*** Document excerpt

BANGOR, Maine — The arraignment of an Ellsworth man who exchanged gunfire with police during an overnight standoff that ended when he was shot in the face last month was delayed Tuesday for two weeks because of the defendant’s health problems.
Jeffrey Paul Barnard, 50, was scheduled to plead not guilty Tuesday in U.S. District Court to a federal gun charge. The hearing was continued until Aug. 4 after Barnard told U.S. Magistrate Judge John Nivison that he was having trouble focusing on what was happening in the courtroom.
“I’m pretty confused, your honor,” Barnard told the judge. “Since I was shot, everything’s a blur. My vision is not good. I can’t focus no more. It’s like I’m totally in a daze.”
Barnard was indicted Thursday by a federal grand jury on one count of being a felon in possession of a firearm.
On Tuesday, Barnard entered the courtroom using a wheeled walker. The left side of his face appeared to be swollen and drooped slightly. He no longer wore the bandages on his neck and left eye he had at his first appearance June 20 in federal court.

******
*** Data for analysis

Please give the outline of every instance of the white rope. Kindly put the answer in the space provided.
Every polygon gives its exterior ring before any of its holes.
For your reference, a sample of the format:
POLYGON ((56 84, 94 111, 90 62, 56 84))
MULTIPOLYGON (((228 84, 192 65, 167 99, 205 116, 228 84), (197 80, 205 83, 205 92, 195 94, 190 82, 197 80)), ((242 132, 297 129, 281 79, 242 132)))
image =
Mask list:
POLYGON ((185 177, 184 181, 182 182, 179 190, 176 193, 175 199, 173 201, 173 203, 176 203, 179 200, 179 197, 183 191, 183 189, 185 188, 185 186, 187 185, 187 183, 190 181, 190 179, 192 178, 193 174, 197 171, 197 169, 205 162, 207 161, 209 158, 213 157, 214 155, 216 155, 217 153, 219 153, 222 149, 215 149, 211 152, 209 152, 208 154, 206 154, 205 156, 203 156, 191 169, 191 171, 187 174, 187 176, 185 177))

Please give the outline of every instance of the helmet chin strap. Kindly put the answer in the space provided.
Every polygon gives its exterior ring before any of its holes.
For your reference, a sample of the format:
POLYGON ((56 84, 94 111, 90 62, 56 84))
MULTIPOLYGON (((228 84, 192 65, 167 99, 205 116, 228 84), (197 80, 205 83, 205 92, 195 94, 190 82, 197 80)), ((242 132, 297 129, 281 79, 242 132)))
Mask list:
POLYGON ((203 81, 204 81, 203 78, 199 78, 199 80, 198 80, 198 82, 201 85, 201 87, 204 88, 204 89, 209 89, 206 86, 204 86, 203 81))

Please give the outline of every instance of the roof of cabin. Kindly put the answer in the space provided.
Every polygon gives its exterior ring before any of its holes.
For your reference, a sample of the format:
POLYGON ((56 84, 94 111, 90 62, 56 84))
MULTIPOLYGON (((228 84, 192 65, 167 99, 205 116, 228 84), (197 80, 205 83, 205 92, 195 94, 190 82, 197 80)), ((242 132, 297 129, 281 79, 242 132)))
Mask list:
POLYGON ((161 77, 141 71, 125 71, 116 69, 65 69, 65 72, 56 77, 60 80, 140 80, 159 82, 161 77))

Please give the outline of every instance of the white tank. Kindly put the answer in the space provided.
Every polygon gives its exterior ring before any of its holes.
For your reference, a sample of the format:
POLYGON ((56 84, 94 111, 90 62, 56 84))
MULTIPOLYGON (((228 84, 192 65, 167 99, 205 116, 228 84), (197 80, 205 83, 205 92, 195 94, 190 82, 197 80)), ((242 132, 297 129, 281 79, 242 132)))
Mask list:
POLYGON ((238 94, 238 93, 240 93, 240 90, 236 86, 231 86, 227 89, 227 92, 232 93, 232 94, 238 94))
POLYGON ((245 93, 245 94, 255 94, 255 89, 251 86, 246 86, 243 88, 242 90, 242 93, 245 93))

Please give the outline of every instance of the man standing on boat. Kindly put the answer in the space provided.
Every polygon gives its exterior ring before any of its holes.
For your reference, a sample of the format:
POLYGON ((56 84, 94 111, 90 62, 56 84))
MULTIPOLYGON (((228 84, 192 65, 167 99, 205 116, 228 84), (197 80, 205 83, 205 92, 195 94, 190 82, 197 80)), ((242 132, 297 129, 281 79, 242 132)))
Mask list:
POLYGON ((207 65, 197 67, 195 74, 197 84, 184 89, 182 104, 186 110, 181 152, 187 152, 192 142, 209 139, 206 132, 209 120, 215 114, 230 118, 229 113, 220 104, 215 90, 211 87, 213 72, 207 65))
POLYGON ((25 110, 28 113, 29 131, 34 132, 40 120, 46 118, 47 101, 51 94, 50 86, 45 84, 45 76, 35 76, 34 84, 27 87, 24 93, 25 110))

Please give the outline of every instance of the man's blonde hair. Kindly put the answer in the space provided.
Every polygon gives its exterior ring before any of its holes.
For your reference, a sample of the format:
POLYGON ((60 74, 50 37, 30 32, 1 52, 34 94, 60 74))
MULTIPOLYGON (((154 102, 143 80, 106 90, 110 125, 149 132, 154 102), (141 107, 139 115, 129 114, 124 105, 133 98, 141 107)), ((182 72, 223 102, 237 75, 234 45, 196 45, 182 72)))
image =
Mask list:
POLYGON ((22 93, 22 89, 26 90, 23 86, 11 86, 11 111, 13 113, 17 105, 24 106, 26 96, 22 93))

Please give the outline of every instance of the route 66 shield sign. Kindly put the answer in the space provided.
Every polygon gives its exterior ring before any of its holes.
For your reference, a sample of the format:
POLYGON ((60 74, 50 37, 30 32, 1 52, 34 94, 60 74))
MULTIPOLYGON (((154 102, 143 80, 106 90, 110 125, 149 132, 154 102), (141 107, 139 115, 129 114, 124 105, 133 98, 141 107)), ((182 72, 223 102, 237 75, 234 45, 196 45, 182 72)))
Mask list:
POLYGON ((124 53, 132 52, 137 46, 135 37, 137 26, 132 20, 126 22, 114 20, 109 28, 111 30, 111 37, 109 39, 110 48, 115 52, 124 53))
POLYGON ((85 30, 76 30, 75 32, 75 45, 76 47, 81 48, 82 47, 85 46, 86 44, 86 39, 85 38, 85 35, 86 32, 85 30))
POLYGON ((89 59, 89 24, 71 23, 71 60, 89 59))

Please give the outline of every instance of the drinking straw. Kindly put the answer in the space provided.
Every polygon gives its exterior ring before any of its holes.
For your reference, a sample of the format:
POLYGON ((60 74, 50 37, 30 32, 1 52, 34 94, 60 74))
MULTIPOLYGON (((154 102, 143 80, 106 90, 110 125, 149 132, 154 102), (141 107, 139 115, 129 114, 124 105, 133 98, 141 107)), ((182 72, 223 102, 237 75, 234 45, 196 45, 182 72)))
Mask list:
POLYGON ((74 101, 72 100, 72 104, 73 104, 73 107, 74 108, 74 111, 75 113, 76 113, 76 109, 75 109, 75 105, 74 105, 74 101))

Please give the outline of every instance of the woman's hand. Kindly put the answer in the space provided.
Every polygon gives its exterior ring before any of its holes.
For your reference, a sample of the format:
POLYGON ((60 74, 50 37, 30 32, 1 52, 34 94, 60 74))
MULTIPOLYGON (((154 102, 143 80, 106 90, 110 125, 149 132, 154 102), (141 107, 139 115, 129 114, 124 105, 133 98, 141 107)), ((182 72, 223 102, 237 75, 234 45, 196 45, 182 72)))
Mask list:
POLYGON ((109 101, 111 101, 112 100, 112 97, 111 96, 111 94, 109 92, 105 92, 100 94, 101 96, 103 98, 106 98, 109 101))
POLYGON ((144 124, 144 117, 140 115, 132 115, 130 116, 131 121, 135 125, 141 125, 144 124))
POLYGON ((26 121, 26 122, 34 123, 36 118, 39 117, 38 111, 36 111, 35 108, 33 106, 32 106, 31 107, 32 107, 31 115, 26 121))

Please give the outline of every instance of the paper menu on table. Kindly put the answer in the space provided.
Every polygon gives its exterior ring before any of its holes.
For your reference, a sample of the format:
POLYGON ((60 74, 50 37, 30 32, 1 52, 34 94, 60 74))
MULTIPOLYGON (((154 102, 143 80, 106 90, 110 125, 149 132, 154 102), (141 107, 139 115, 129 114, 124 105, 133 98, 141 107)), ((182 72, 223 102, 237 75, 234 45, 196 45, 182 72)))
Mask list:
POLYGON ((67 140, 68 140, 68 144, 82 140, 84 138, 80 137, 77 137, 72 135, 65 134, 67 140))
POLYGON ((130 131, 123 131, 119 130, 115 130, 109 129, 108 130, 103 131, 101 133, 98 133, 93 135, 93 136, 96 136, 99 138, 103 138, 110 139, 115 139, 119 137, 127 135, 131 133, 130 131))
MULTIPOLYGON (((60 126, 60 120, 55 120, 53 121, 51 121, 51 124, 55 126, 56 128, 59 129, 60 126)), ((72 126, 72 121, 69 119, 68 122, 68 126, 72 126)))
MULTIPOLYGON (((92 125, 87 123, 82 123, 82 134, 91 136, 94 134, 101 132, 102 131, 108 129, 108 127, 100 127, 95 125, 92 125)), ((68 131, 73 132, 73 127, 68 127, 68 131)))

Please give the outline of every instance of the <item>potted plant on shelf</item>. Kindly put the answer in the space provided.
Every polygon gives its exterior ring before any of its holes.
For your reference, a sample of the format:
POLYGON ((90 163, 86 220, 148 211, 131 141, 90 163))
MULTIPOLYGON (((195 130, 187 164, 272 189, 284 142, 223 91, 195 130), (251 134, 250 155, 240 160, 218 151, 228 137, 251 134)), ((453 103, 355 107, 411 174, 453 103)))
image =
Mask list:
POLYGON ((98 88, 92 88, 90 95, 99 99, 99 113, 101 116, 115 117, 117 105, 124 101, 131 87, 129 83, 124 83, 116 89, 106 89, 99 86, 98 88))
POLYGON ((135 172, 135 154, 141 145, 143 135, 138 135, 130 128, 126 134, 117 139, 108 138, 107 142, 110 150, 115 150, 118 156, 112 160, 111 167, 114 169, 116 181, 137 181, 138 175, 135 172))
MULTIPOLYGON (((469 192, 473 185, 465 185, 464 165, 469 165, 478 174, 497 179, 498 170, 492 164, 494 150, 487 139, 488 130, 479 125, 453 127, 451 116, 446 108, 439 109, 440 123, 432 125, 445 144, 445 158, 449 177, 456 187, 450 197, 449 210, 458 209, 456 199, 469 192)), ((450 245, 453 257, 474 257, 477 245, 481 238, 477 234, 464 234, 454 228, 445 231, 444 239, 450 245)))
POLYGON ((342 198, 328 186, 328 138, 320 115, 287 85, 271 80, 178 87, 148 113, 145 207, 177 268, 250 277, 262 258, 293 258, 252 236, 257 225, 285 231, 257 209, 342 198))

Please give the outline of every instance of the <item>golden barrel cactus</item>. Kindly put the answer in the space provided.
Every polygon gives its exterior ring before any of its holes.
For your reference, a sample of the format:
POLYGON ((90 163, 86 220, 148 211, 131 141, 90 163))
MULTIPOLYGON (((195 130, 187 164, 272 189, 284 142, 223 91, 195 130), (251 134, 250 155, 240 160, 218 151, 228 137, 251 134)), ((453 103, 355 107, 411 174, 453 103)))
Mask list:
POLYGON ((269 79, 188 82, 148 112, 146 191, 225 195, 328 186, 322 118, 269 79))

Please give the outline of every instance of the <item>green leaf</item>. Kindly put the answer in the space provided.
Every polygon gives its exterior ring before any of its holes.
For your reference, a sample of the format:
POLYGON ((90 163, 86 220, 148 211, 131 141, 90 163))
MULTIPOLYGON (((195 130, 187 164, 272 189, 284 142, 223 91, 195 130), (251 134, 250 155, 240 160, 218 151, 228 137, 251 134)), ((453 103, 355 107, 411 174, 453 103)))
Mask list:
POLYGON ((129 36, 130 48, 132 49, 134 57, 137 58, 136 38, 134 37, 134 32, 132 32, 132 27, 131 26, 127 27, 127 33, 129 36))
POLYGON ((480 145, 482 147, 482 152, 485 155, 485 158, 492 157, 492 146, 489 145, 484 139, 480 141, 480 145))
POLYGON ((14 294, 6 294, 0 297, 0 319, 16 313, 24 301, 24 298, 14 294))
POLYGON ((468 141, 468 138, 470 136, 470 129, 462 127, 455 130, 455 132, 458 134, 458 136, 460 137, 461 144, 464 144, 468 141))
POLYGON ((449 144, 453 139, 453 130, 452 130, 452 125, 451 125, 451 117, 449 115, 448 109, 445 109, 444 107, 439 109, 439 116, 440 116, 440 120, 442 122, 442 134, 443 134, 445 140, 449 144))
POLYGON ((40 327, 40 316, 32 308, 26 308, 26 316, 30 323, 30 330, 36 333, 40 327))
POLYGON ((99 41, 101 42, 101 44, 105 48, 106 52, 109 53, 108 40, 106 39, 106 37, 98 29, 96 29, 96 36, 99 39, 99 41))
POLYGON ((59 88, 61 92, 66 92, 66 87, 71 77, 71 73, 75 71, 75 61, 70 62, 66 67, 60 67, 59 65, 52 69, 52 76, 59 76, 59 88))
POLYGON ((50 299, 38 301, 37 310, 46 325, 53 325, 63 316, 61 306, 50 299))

******

Brief A> In the news report about Jeffrey Paul Barnard's delayed arraignment, what date was the hearing continued to?
Brief B> Carry on the news report about Jeffrey Paul Barnard's delayed arraignment, picking up after its last sentence.

Expected answer A> Aug. 4

Expected answer B>
Barnard was shot by Maine State Police Trooper Scott Duff on the morning of June 1 after a lengthy standoff with police that included Barnard holding a .22-caliber rifle, threatening to blow up his camper with a can of gasoline and throwing a Molotov cocktail, Ellsworth police Lt. Harold Page said.
“Officers recovered a .22-caliber semi-automatic rifle with a loaded magazine and a round in the chamber” from inside Barnard’s camper, according to the complaint filed in U.S. District Court on June 19 by Special Agent Tyler Leighton of the Bureau of Alcohol, Tobacco, Firearms and Explosives.
“They also found 70 rounds of .22-caliber ammunition, spent .22-caliber shell casings and a Molotov cocktail-type explosive device.”
Barnard has a lengthy criminal record that includes federal, Maine and California convictions, as well as prior police standoffs.
Originally charged in Hancock County with theft, assault, criminal use of explosives, possession of a firearm by a felon and reckless conduct, District Attorney Carletta Bassano said late Tuesday afternoon that Barnard no longer faces charges in Hancock County.
Barnard was shot in the face in the early morning hours of June 1. The standoff was precipitated when police issued a criminal threatening summons to Barnard on May 30 and served him with a protection order, Page has said.
The landowner of 303 North St., where the Barnards lived in a camper, then complained to police about 8 a.m. May 31 that Barnard had stolen the keys to a tractor. Officers went to the scene to investigate, and the confrontation with Barnard began immediately, Page said.
If convicted on the federal charge, Barnard faces up to 10 years in prison and a fine of up to $250,000.